**Extracted text:**
-----
Ms R was unhappy that her electricity account was transferred without her consent. She received a marketing telephone call from an electricity company in December 2017 but did not agree to switch her account. She subsequently received a welcome pack in the mail but she sent this back ‘return to sender’ as she did not request it. She then became aware her account had been transferred when she received a $180 bill from the new company for the period of 8 December 2017 to 1 February 2018.
Ms R was able to transfer her account back to her previous electricity company however the other company advised it would commence debt collection activity for the $180 bill. Dissatisfied, she contacted EWOV and we raised an Assisted Referral.
The company stated that Ms R gave her explicit informed consent to the transfer so it would not waive the debt but it could offer her a payment plan. The company also advised that an attempt to retrospectively transfer Ms R’s account was denied. Unhappy with this outcome, a representative of Ms R called EWOV again and we commenced an Investigation. The representative also advised EWOV that Ms R suffers from an illness that affects her memory, language and cognitive skills. The representative believed that Ms R did not have capacity to provide consent to the transfer.
EWOV requested a copy of the voice recordings of the call made by the telemarketer to Ms R. We also requested copies of any customer or account notes and a copy of the bill and meter read information.
-----
**Data under study:**
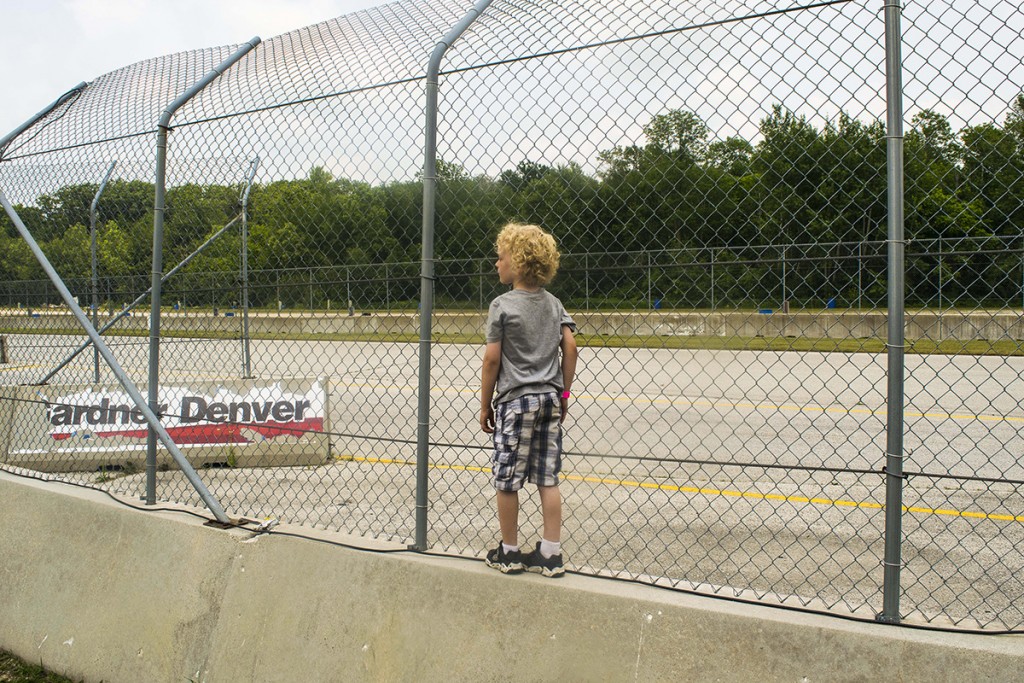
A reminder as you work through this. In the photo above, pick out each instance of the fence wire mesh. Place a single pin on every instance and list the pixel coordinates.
(716, 177)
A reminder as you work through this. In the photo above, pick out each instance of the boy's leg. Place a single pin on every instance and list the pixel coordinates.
(551, 509)
(508, 516)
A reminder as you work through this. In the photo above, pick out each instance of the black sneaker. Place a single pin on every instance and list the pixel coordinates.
(550, 566)
(505, 562)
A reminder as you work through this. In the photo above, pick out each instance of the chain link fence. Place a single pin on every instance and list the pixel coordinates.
(716, 177)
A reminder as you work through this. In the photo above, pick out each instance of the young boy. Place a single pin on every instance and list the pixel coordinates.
(525, 330)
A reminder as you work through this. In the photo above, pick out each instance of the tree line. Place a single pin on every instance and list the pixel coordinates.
(680, 216)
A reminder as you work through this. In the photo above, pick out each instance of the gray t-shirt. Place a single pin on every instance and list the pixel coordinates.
(529, 327)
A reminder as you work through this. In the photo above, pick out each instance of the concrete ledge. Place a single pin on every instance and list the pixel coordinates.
(101, 592)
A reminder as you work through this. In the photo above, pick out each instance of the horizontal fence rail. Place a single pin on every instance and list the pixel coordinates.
(718, 177)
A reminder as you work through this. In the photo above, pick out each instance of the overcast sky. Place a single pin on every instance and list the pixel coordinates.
(49, 46)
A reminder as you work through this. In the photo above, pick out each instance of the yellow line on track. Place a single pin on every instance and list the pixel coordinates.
(714, 492)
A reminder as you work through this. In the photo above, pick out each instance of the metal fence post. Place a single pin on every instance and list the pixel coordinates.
(427, 268)
(894, 401)
(163, 127)
(95, 280)
(247, 371)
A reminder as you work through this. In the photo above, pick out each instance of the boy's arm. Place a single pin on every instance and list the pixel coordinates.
(488, 377)
(568, 366)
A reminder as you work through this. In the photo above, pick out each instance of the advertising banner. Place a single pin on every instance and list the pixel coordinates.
(236, 422)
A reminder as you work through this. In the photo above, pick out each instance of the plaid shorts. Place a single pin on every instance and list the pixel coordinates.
(527, 441)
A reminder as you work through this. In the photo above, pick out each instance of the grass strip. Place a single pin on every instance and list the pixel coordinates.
(1006, 347)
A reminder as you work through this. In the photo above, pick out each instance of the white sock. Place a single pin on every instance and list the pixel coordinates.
(549, 548)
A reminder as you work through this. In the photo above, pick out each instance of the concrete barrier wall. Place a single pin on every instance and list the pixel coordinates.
(833, 325)
(98, 591)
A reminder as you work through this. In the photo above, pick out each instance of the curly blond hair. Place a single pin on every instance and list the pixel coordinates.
(531, 251)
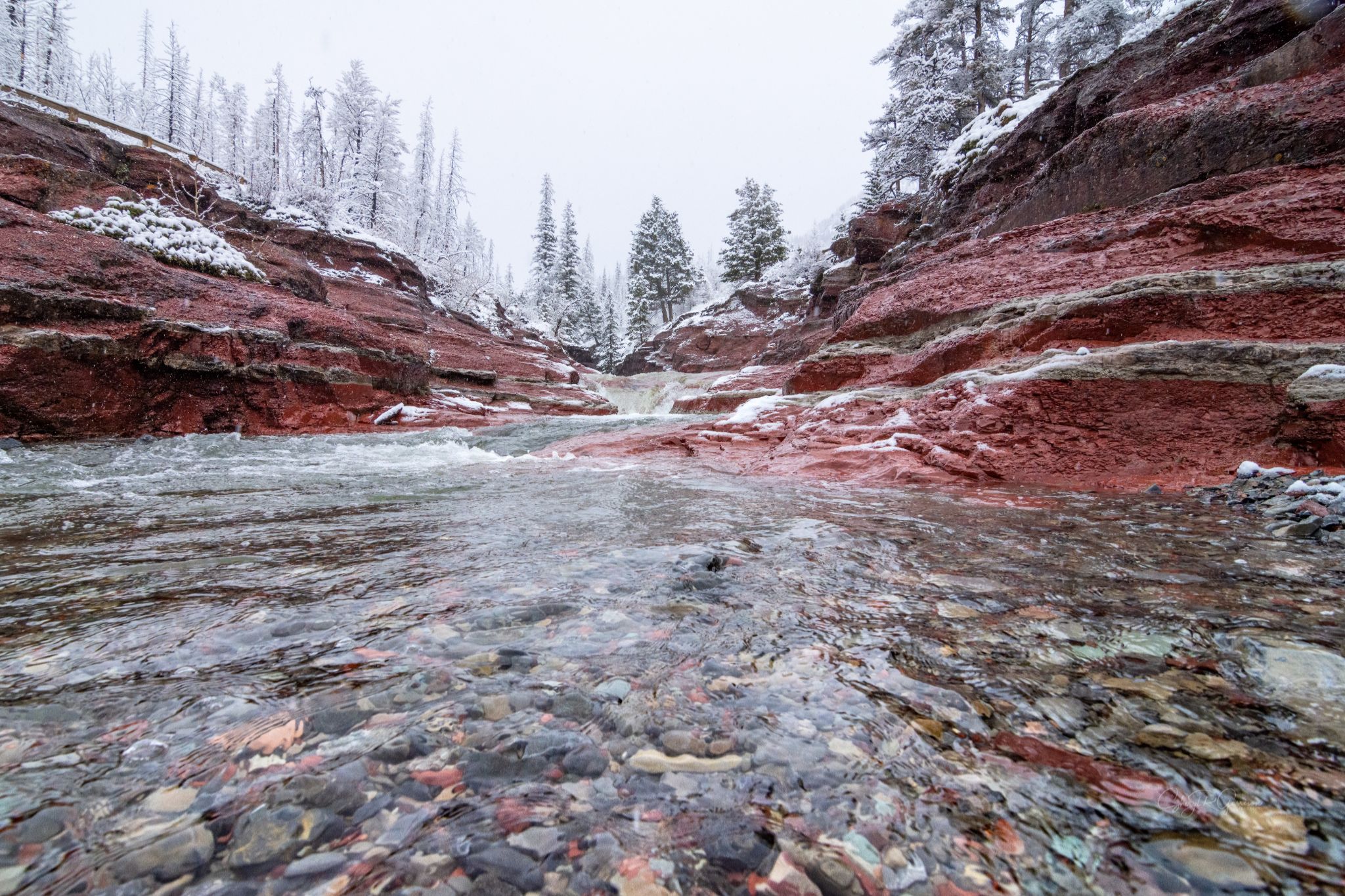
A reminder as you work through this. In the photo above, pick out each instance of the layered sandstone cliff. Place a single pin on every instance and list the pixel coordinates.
(1143, 282)
(100, 339)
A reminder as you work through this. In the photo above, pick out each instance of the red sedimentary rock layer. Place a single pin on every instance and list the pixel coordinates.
(100, 339)
(1134, 286)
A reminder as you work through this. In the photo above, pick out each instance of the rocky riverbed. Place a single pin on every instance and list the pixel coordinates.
(424, 662)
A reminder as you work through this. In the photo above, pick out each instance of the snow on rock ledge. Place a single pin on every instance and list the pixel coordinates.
(167, 237)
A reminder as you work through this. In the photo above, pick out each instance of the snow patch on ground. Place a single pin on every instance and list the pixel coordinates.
(752, 409)
(835, 400)
(167, 237)
(1324, 372)
(1250, 469)
(354, 273)
(460, 403)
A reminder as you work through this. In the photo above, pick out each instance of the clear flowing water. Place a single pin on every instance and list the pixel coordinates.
(377, 664)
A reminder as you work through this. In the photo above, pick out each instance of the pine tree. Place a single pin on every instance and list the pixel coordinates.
(354, 109)
(200, 116)
(1088, 32)
(662, 270)
(982, 28)
(1032, 43)
(147, 97)
(313, 140)
(422, 188)
(18, 43)
(174, 73)
(609, 340)
(926, 109)
(588, 317)
(568, 274)
(233, 121)
(55, 66)
(757, 236)
(378, 188)
(450, 195)
(541, 284)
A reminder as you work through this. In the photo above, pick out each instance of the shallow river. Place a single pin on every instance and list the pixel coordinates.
(377, 664)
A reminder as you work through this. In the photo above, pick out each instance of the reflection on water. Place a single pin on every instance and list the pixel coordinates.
(423, 661)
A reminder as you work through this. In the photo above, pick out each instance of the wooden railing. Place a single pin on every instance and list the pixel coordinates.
(72, 113)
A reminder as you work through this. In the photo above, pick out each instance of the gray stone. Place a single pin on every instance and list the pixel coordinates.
(170, 857)
(539, 842)
(405, 829)
(1067, 714)
(613, 689)
(682, 742)
(1201, 860)
(315, 864)
(490, 885)
(1305, 530)
(267, 836)
(43, 825)
(573, 706)
(585, 762)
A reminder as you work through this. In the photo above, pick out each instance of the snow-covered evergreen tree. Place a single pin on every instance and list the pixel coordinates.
(1088, 32)
(586, 328)
(609, 340)
(57, 70)
(930, 101)
(982, 27)
(422, 184)
(354, 109)
(311, 154)
(568, 274)
(541, 282)
(1032, 47)
(16, 35)
(147, 96)
(272, 140)
(757, 236)
(233, 129)
(662, 270)
(174, 75)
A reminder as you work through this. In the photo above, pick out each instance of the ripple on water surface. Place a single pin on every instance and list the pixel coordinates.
(366, 664)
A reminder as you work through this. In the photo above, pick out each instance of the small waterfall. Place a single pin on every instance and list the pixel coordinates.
(649, 393)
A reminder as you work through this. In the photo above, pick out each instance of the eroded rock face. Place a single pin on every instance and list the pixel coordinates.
(1133, 289)
(759, 324)
(99, 339)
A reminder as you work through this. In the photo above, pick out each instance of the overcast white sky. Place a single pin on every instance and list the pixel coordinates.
(617, 100)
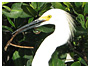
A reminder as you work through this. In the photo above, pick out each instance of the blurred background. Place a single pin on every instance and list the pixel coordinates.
(17, 14)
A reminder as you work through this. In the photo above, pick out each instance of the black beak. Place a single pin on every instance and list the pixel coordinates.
(29, 26)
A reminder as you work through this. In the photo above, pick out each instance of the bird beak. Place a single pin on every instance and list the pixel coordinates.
(31, 25)
(35, 23)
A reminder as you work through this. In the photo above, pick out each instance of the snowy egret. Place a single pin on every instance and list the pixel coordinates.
(64, 28)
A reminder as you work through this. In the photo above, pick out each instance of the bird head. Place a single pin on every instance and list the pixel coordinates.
(57, 17)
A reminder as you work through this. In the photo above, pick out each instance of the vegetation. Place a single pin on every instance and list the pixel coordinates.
(15, 15)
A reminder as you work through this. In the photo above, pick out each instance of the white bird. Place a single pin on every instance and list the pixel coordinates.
(64, 29)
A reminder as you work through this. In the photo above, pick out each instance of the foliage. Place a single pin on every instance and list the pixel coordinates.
(18, 14)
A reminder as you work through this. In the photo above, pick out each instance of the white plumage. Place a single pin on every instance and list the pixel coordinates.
(64, 27)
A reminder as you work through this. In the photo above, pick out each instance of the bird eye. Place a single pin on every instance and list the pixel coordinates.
(49, 16)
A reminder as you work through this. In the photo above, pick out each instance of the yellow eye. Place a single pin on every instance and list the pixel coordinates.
-----
**Exercises to complete:**
1. In the account of Ms R's electricity complaint, why did the company refuse to waive the $180 debt? Answer in one to three sentences.
2. According to the account of Ms R's electricity complaint, what period did the $180 bill cover?
3. Continue the account of Ms R's electricity complaint from the point where it stops.
The material isn't needed for what comes next.

**Solved problems:**
1. The company said Ms R had given her explicit informed consent to the transfer, so it would not waive the debt. It offered her a payment plan instead.

2. It covered 8 December 2017 to 1 February 2018.

3.
After listening to the voice recording, EWOV was concerned that some comments made by the telemarketer were unusual and potentially inappropriate. Unfortunately, only a portion of the phone call was recorded so it was difficult to determine context as it was unclear what was discussed prior to the short recorded section where Ms R appeared to verbally consent to the transfer. EWOV also noted Ms R’s medical condition may affect her capacity to consent to the transfer. EWOV discussed these concerns with the company and it advised it does not record entire phone calls, it only records the consent portion. It also advised that it believed Ms R had clearly consented to the transfer and she needed to pay the bill on this basis. EWOV questioned whether this was fair and reasonable.
EWOV contacted three other electricity companies to find out what they would do in the same circumstances. EWOV also asked these companies whether they recorded entire calls or just the consent portion of the call. The first company advised it would waive the final bill and would remove customer details from its database to avoid future marketing calls. The second company advised it would bill the customer on the same rates she would have received with her previous company (if they were lower) and it would apply a $50 credit as a goodwill gesture. The third company advised it would waive the final bill. All three companies advised they record sales or marketing calls from start to end, not just the consent portion.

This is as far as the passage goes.